> **Stated problem**:
Write out all records as given; omit images.

> **Records for this task**:
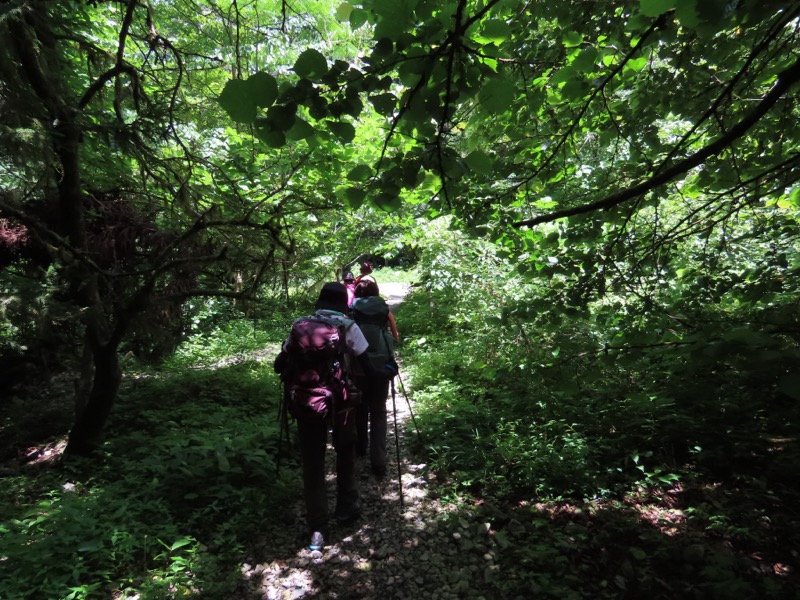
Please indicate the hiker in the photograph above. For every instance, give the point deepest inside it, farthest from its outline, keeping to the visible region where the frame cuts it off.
(315, 363)
(350, 284)
(372, 314)
(366, 273)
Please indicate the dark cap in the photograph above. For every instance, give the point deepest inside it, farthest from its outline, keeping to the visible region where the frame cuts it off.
(333, 296)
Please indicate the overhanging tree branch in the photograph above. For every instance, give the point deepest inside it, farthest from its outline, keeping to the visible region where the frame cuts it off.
(786, 79)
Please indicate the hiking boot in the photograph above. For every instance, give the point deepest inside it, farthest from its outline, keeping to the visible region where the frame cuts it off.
(317, 541)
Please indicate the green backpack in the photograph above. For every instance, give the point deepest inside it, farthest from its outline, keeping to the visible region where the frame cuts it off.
(372, 316)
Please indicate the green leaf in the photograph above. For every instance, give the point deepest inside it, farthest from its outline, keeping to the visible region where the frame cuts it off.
(387, 202)
(358, 17)
(262, 88)
(384, 104)
(497, 95)
(655, 8)
(686, 13)
(271, 137)
(496, 30)
(354, 197)
(185, 541)
(360, 173)
(281, 117)
(572, 39)
(344, 12)
(311, 64)
(300, 130)
(343, 130)
(235, 99)
(480, 162)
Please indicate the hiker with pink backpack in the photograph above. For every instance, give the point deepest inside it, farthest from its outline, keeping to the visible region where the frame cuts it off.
(316, 364)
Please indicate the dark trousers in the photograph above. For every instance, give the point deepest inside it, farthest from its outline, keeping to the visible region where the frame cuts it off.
(313, 434)
(371, 421)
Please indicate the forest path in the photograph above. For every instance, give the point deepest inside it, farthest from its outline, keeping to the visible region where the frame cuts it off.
(396, 550)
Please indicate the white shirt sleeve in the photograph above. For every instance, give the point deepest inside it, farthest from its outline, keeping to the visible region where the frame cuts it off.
(355, 340)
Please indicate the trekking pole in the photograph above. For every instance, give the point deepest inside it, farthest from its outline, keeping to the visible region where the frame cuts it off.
(411, 412)
(397, 446)
(282, 426)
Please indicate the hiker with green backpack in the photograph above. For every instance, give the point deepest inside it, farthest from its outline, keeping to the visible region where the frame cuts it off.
(376, 321)
(316, 362)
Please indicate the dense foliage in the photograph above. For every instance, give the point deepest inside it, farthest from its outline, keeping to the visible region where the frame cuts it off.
(600, 201)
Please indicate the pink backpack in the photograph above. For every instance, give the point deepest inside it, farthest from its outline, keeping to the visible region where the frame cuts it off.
(315, 375)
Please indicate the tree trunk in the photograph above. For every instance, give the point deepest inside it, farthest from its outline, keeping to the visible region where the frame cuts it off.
(87, 434)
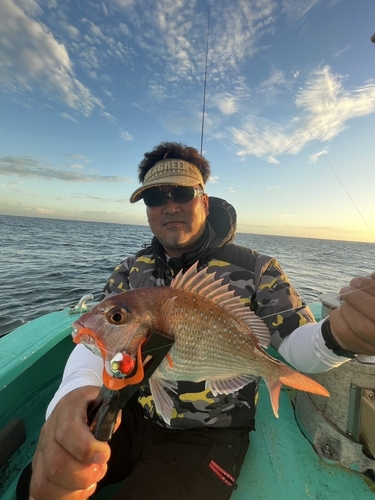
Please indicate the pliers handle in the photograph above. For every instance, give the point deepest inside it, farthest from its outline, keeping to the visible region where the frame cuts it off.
(103, 411)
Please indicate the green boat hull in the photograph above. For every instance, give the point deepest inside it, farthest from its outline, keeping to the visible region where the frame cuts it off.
(281, 463)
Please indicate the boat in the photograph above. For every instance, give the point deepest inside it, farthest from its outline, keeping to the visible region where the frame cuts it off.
(319, 448)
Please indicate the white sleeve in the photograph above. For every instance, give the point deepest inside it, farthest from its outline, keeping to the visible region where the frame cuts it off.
(82, 368)
(306, 351)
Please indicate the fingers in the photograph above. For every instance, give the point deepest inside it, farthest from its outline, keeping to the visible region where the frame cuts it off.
(68, 461)
(353, 323)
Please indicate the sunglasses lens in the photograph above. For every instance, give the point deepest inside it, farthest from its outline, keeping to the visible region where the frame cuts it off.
(182, 194)
(153, 197)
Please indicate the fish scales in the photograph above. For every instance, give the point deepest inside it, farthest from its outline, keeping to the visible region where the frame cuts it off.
(216, 338)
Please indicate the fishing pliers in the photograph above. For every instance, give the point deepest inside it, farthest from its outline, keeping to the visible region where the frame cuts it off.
(103, 411)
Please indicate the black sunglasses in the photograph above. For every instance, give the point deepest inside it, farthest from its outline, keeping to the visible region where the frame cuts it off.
(154, 197)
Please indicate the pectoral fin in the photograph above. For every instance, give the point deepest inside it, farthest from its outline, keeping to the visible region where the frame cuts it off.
(229, 386)
(163, 402)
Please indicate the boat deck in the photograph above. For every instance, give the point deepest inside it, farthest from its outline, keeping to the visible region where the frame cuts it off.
(281, 464)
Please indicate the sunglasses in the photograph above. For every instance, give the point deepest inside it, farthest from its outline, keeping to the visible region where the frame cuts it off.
(154, 197)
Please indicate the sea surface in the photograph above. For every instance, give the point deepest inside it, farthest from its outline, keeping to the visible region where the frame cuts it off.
(48, 264)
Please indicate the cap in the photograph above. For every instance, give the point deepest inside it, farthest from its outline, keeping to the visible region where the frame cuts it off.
(170, 171)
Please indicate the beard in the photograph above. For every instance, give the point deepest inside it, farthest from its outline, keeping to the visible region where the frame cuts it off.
(181, 242)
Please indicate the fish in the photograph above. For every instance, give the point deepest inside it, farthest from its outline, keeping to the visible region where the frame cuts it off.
(217, 339)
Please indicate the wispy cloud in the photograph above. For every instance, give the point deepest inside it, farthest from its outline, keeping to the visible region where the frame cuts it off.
(32, 59)
(314, 157)
(68, 117)
(297, 10)
(126, 136)
(321, 111)
(25, 167)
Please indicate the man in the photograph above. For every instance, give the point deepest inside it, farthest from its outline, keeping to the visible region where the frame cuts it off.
(199, 455)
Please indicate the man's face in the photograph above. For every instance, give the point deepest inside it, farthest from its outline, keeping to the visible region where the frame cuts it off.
(178, 225)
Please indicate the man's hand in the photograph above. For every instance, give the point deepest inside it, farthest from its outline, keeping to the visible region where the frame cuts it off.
(68, 461)
(353, 323)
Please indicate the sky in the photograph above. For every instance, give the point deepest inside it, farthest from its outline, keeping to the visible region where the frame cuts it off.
(87, 87)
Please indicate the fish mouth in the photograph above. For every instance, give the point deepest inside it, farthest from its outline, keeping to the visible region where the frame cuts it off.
(113, 378)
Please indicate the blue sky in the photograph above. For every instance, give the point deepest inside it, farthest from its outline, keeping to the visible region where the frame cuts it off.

> **The output**:
Please indicate the hiker in the photograph above. For every instance, give the point deepest inside it, farthest from its outline, keeping to the visible region where the frame cuts it off.
(315, 363)
(350, 284)
(372, 314)
(366, 273)
Please indicate the dark cap in the photograph above. For every instance, give the point deepest inside it, farthest from its outline, keeping to the visible region where the frame cuts it off.
(333, 296)
Please indicate the overhanging tree branch in the photograph above. For every instance, give the point deepest inside it, farthest from its outline, keeping to the visible region where the frame cuts it off.
(786, 79)
Please indicate the hiking boot in the photograph above. For every instance, give the point deepest inside it, farthest from its outline, keeping to the visible region where the frame cuts it off.
(317, 541)
Please indicate the green backpack in the photograph above. For every instance, give the point deepest inside it, farthest from its outline, keeping to the visible region where the frame cuts it off.
(372, 316)
Please indicate the green leaf in the photograph above. For every instance, give the point deepest inside it, farthest from its outline, keeping to the visible region where the frame cuts it off.
(387, 202)
(358, 17)
(262, 88)
(384, 104)
(497, 95)
(655, 8)
(686, 13)
(271, 137)
(496, 30)
(354, 197)
(185, 541)
(360, 173)
(281, 117)
(572, 39)
(344, 12)
(311, 64)
(300, 130)
(343, 130)
(235, 99)
(480, 162)
Please indicate the hiker with pink backpack in the photograph above. For every instance, give the point deepest inside it, farthest from its outline, keeping to the visible region where the frame cuts it off.
(316, 364)
Please indicate the dark trousers in the photograph above. For every instance, give the point deepest inside it, farthest from its outline, keeping to the visible region where the frame cuts it off.
(313, 434)
(371, 421)
Please indicate the forest path in the photograph above. For every instance, give the point deepest inside it, farthest from its outline, keeping to the visible region where the frame cuts it off.
(396, 550)
Please indicate the white shirt sleeve in the photograph above. For every instance, give the point deepest inside it, farthest from its outline, keeping to the visible region where the frame cuts it off.
(355, 340)
Please indicate the trekking pole in the photograph above. For every instance, give the point deepest inside it, farthest from its outline, keeping to the visible region where the frame cuts it off.
(411, 412)
(397, 446)
(282, 426)
Please indicate the hiker with green backpack in the photograph above. For every instance, give the point deepest inside it, farthest from its outline, keeping to the visible region where the frame cuts it off.
(376, 321)
(316, 362)
Please indicate the dense foliage in the photograph above. For every instance, give the point deepest inside it, farthest from its outline, keeping to the visible region where the frame cuts it off.
(600, 201)
Please indicate the pink backpack in the photograph above. For every instance, give the point deepest inside it, farthest from its outline, keeping to the visible region where the frame cuts it off.
(315, 375)
Please indicate the tree trunk in the photograph above. For every instance, give the point deepest inside it, farthest from its outline, keeping to the visible region where the frame cuts it off.
(87, 434)
Please indicate the pliers handle in the photograph above. For every instance, give the point deepest inside it, farthest from its outline, keeping to the visible region where the frame cuts it off.
(103, 411)
Please indicate the green boat hull in the photograph above. For every instance, give the point deepest inside it, farthest from its outline, keeping to the visible region where the frame cuts it off.
(281, 463)
Please indicate the boat in the photograph above. For every instance, give the point deepest inside it, farthest from its outline, keeping to the visible region where the frame cuts it off.
(319, 448)
Please indicate the white sleeve in the photograph above. For every instance, give the point deepest inside it, farthest from its outline, keeping to the visible region where the frame cuts it off.
(82, 368)
(306, 351)
Please indicate the fingers in the photograph above. For every instance, give the point deepest inside it, farthest from its outline, keeping to the visible region where the frame cuts it off.
(68, 461)
(353, 323)
Please indicate the sunglasses lens in the photograph above. For every instance, give the point deepest inside it, farthest from its outline, keeping to the visible region where the frame cuts it off.
(182, 194)
(153, 197)
Please indicate the fish scales in the photograph above. For every instance, give the point deepest inside it, farthest from its outline, keeping to the visible region where the frame cuts it off.
(216, 338)
Please indicate the fishing pliers in the photograph above. For every instance, give the point deepest inside it, farthest from its outline, keeping to the visible region where the frame cuts it off.
(103, 411)
Please indicate the black sunglasses in the photograph above. For every instance, give the point deepest inside it, farthest from its outline, keeping to the visible region where the frame cuts it off.
(154, 197)
Please indicate the pectoral fin in the photograph above. For every instance, give the point deepest inside it, farthest from its outline, keeping to the visible region where the frame cuts it off.
(229, 386)
(163, 402)
Please indicate the boat deck in the photograph above. For every instance, give the point deepest inside it, farthest from its outline, keeping to the visible region where the frame cuts it off.
(281, 464)
Please indicate the sunglasses in the photograph above. For every instance, give the point deepest inside it, farthest from its outline, keeping to the visible region where the frame cuts it off.
(154, 197)
Please indicate the sea surface in the photograph above. For every instance, give the point deepest inside it, farthest from its outline, keeping to the visible region where the frame cuts it off.
(48, 264)
Please indicate the cap in the photograph above. For every instance, give the point deepest inside it, farthest from its outline, keeping to the visible region where the frame cuts it off.
(170, 171)
Please indicate the beard in the photograph above. For every instance, give the point deepest inside it, farthest from its outline, keeping to the visible region where the frame cuts it off.
(181, 242)
Please indicate the fish in the photograph above. For every instance, give the point deepest inside it, farthest from its outline, keeping to the visible region where the frame cuts it off.
(217, 339)
Please indicate the wispy cloud in the photograph above. For every instance, give the point deepest inside it, farthest from its outline, keeping to the visible region where the frame cuts it off.
(32, 59)
(314, 157)
(68, 117)
(297, 10)
(126, 136)
(321, 111)
(25, 167)
Please indicate the man in the photograph above. For every instance, give the point deepest inside it, farthest from its outline, keeping to the visible region where the frame cuts it off.
(199, 455)
Please indicate the man's face in the photograph above. For every instance, give the point deepest inside it, farthest from its outline, keeping to the visible region where the frame cuts it off.
(178, 225)
Please indicate the man's hand in the photograph above. For every instance, give the point deepest inside it, farthest from its outline, keeping to the visible region where the frame cuts it off.
(68, 461)
(353, 323)
Please indicate the sky in the photograph above. For every instance, give the point deepest inside it, farthest from its outline, keeping to the visible region where the frame cuts it off.
(87, 87)
Please indicate the fish mouth in the photograph above. For every instance, give the point deepest inside it, farthest from its outline, keeping to the visible region where the frame cuts it off.
(113, 378)
Please indicate the blue sky in the photograph above. For every instance, give the point deepest inside it, farthest from its outline, keeping to the visible region where the frame cuts it off.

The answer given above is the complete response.